### LISTED RECORDS ###
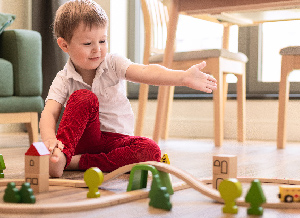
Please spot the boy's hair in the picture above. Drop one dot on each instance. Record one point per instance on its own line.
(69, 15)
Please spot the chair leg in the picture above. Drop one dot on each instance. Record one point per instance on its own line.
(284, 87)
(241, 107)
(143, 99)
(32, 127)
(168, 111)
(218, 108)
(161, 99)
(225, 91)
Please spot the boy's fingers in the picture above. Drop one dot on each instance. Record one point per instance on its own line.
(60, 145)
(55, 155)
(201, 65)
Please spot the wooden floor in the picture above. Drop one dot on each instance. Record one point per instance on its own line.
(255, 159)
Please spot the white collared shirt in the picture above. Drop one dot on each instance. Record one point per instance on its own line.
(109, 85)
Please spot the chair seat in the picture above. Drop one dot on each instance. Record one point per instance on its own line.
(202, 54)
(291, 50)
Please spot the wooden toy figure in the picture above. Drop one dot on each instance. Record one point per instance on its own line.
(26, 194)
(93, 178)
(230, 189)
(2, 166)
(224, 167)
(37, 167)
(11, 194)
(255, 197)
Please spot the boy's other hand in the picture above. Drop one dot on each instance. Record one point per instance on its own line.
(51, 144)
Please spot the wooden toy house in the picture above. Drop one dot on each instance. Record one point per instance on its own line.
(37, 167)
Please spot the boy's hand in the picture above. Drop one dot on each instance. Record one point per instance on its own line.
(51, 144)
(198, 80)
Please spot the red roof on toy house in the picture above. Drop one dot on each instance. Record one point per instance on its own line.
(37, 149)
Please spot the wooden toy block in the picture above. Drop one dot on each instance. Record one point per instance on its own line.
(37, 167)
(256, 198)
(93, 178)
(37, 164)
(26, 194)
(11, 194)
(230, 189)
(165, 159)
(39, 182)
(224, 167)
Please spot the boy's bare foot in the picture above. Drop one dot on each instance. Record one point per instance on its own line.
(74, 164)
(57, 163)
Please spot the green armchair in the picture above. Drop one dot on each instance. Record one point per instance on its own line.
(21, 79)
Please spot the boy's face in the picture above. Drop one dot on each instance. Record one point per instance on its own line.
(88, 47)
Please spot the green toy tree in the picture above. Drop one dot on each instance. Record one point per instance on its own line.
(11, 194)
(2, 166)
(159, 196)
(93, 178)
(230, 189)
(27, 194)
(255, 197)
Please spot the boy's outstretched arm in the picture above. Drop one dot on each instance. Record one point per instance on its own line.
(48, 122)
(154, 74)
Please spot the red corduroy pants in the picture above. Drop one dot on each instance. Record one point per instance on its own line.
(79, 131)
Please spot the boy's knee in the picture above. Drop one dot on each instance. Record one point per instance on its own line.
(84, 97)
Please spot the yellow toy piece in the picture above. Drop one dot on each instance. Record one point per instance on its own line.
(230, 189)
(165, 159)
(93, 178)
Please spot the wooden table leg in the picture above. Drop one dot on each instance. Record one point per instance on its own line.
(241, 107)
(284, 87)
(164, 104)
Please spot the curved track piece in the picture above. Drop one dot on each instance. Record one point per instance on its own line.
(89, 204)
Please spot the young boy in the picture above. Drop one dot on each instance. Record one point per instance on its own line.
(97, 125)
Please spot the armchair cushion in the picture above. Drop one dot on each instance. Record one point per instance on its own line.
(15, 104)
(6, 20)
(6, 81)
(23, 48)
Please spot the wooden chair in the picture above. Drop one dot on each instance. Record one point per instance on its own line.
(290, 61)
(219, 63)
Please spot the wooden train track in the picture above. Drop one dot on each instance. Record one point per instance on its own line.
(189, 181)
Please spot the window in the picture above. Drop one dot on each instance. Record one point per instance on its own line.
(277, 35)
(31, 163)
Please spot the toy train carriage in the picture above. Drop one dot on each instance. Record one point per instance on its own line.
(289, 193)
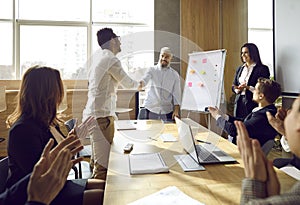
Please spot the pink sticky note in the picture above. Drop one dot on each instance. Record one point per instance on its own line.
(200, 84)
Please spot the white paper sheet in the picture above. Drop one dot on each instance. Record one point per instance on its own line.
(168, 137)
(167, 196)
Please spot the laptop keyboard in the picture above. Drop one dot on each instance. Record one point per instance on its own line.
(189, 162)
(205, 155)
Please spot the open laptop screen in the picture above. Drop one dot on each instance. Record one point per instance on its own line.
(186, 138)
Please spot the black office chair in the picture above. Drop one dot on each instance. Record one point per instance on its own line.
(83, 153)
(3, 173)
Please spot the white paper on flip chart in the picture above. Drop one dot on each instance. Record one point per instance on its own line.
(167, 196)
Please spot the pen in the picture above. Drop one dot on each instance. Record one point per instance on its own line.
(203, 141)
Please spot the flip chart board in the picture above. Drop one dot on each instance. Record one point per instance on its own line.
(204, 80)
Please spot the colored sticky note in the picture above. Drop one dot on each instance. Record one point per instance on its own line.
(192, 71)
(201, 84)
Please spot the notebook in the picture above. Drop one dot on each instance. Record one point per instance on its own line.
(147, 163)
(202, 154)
###
### [EXERCISE]
Without including any picture, reproduce all of the material exactly.

### [WRITTEN RESPONSE]
Please spot the boy's hair in the picture above. Drop one dot on each instance. Record one point per instance on its own line.
(69, 15)
Please spot the chair leg in the picture above. Drop one dot on each instance. Record one point per instance on its own line.
(284, 87)
(241, 107)
(143, 99)
(32, 127)
(168, 111)
(218, 108)
(161, 99)
(225, 91)
Please spot the boy's fingers in the picture above. Drop one dot on each instance. Record one point per instance on its own line.
(60, 145)
(55, 155)
(201, 65)
Please spot the wooden floor in the picture above. Drop one dot on each instance. Record one point per instance on its own line.
(255, 159)
Please spot the white collared shirt in the picture above. Drop one dot on each instance. Record one point per instance on its own line.
(109, 85)
Please spot the chair seat in the picture above. Drop one dot on each instance. Record one point per instance on its own line.
(202, 54)
(291, 50)
Please spot the wooden toy figure in the picture above. Drop one dot on each instance. Record one point per instance on its own line.
(26, 194)
(93, 178)
(230, 189)
(2, 166)
(224, 167)
(37, 167)
(11, 194)
(255, 197)
Please spot the boy's other hand in the picture above. Drop one dot on each instance. Record one point per instance on its own line.
(51, 144)
Please spot the wooden toy house in the picture above. Drop one dot on each instance. Record one point per instance on its own line.
(37, 167)
Please spot the boy's hand in the picture above. Drop one dot on each instance. Record one point per instance on its own line.
(51, 144)
(198, 80)
Please spot the red roof on toy house in the picture above. Drop one dot on each instance. Record one point per instance on its own line.
(37, 149)
Please spot the wooden toy block in the picture above. Drop one dot on each instance. Record one point per instance on its own line.
(37, 167)
(256, 198)
(93, 178)
(37, 164)
(26, 194)
(11, 194)
(230, 189)
(165, 159)
(39, 182)
(224, 167)
Please spot the boy's bare foot in the picture above. Drop one dot on each instance. Record one point per instance on its own line.
(74, 164)
(57, 163)
Please spot the green armchair in the picture above. Drop one dot on each instance. Record one point per instance on its own line.
(21, 79)
Please spot the boy's face in the picture above. Drop one dot on each instance. Record one point per instance on its own line.
(88, 47)
Please spot the green toy tree in the picture above. Drop one dot on each instance. Record one point per instance on its own line.
(11, 194)
(2, 166)
(159, 196)
(93, 178)
(230, 189)
(27, 194)
(255, 197)
Please spot the boy's outstretched arm in the picture above. Drop one dot on each instance. Record one point per instance on its own line.
(48, 122)
(154, 74)
Please spot the red corduroy pants in the picture above. Drop one dot on each instance. Record one point per instance on its own line.
(79, 131)
Please spot the boy's knee in the picture above. Drop one dot on each instance. Record one point per instance on its own line.
(84, 97)
Please spot the yellow toy piece in the picture above. Drop one dot on each instance. Record one point per instance on its own line.
(230, 189)
(165, 159)
(93, 178)
Please spot the wooden table leg in the picture above. Drop one dot on each instance. Record one point per instance on its own line.
(241, 107)
(284, 87)
(164, 104)
Please spot the curved track piece in the picture above. Drop one dot on each instance. Record one point per instance on its own line.
(89, 204)
Please spot the young boy in the picture above. Drop one dot on each instance. Record one point per instance on its own line.
(97, 125)
Please spot the armchair cushion in the picture above. Drop one dot on each instance. Record one point per instance on its own line.
(15, 104)
(6, 20)
(6, 81)
(23, 48)
Please spot the wooden chair in the picture above. Drop one dot on each instance. Record one point per instance on its own line.
(290, 61)
(219, 63)
Please spot the wooden train track in the picture above. Drop one dot on each instance. Record one point per instance on its own line.
(189, 181)
Please spot the window in the picture above. Drop one dot on each instance. Record one point per instance on its own line.
(277, 35)
(31, 163)
Please spot the toy train carriage in the picture above. Drop one dot on each instance. Record one point per instance on its own line.
(289, 193)
Please spot the pink sticky note in the picture above. Drop one dot on each instance. Record one point per instance on its own line.
(200, 84)
Please spot the white paper sheet in the picture above. Drop one dot on each instance. Record one point per instance on its own line.
(168, 137)
(167, 196)
Please spot the laptop keyboard in the picture above. Drop one dot on each instance. Record one point per instance on its own line.
(189, 162)
(205, 155)
Please spot the open laptop screen in the picture above. Drop one dot on each instance. Record one point per instance on its own line.
(186, 138)
Please spot the black office chair in the picture above. Drop one dot on each instance. Record one point per instance on its own line.
(83, 153)
(3, 173)
Please spot the white paper on flip chart in the picture above. Drop one dot on each instance. Record one point per instance on its own line.
(167, 196)
Please spot the pen in the picture above. Drop one dot on each instance. Record one point per instance on its own line.
(203, 141)
Please spot the flip chart board in the picture above. Drop one dot on each instance. Record one point per instance on its own line.
(204, 80)
Please spot the colored sticky note in the picture above. Drop one dot on each instance. Record one point per instance on its own line.
(192, 71)
(201, 84)
Please spot the notebook in the picture above. Drop one dot on each instance. Record one point per instance on its own line.
(147, 163)
(202, 154)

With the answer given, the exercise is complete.